| SHORT EXERCISE 1 |
In the campground site maps thread, which lake are the three Ga. Power campgrounds on?
| SHORT EXERCISE 2 |
Copy the campground site maps thread word for word from "I know many" to "feel so inclined.".

── TEXT EXTRACT

# Campground site maps



## Milkman

I know many campgrounds have their site maps published online.  However, some don't.  I am going to start this thread for posting maps, etc for campgrounds. Use this to post links to maps, past threads, or other campground information that will help us help each other.


I will ask a mod to make it a sticky if they feel so inclined.


----------



## Milkman

This is a map of the 3 Ga. Power campgrounds on Lake Oconee, GA.  It has the campground rules and contact information for each campground as well.
Edited to make full size


----------



## sweatequity

*ocmulgee*

http://www.georgiawildlife.com/sites...lgee_guide.pdf


----------



## RBM

*Highlands County, FL*

We have two "main" State Parks in Highlands. Highlands Hammock State Park and the large Hickory Hammock WMA. There are other State Parks also and other hiking trails in the county. Most have hiking but some also have camping. Lots of sites about them below in the links and I am sure there are other sites on them also.

────
── ENTRIES

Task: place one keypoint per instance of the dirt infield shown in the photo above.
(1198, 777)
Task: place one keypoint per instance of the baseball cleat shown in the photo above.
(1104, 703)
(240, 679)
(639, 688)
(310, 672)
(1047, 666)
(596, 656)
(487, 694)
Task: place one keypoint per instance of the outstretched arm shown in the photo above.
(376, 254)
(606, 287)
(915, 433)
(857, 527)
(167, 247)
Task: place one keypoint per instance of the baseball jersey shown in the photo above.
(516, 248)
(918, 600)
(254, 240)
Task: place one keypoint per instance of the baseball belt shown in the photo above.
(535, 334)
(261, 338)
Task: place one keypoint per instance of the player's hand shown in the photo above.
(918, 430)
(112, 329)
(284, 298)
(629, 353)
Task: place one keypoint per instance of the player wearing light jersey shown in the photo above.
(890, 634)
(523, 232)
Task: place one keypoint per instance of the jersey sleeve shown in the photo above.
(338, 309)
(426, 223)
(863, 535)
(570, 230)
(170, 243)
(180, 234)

────

| EXPECTED OUTPUT 1 |
Lake Oconee, GA.

| EXPECTED OUTPUT 2 |
I know many campgrounds have their site maps published online.  However, some don't.  I am going to start this thread for posting maps, etc for campgrounds. Use this to post links to maps, past threads, or other campground information that will help us help each other.


I will ask a mod to make it a sticky if they feel so inclined.